> _Page excerpt_:

↓↓↓

Lexical Normalization


This project aims to predict the best match for each input token that is potentially misspelled, with respect to a reference dictionary. A pipeline consisting of exact string matching, approximate string matching and word frequency weighting is implemented. In the approximate matching part, methods like global edit distance and editex are contrasted.


The input dataset misspell.txt contains 10322 words while only 3755 are unique. Some input tokens correspond to multiple "correct" answers. For example, "it's" can be mapped to the contraction itself or the pronoun "its" depending on the specific context. The reference dictionary contains 370099 words while 1191 words in the benchmark correct.txt are still missing from the dictionary.

The original dataset is from \cite{baldwin2015shared}.

Related Work

Misspelled tokens are transformed into a consistent form during lexical normalization. \cite{han2011lexical} exploits lexical edit distance and phonemic edit distance to capture morphophonemic similarity for tokens in Twitter short messages. \cite{ahmed2015lexical} proposed a 5-step process which involves edit distance and refined Soundex.

\cite{zobel1996phonetic} demonstrates that Editex and Ipadist are superior to edit distance and N-gram and Soundex has the lowest performance in terms of precision and recall percentage. As a result, Editex is chosen for phonemic similarity and edit distance is picked from lexical distance based methods.

↑↑↑

> _Given material_:
↓↓↓

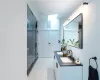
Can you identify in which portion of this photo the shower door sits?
[27,7,37,72]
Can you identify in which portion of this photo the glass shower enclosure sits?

↑↑↑

> _Directions_:
Decide whether each statement agrees with the lexical normalization text, answering yes or no and quoting the words that settle it.
1. The input dataset contains 3755 unique words.
2. Every word in the benchmark correct.txt appears in the reference dictionary.
3. In the cited comparison, Soundex performs better than the other methods.
Rely only on the lexical normalization text, not on the data.

> _Answer_:
1. Yes: "The input dataset misspell.txt contains 10322 words while only 3755 are unique."
2. No: "1191 words in the benchmark correct.txt are still missing from the dictionary."
3. No: "Soundex has the lowest performance in terms of precision and recall percentage."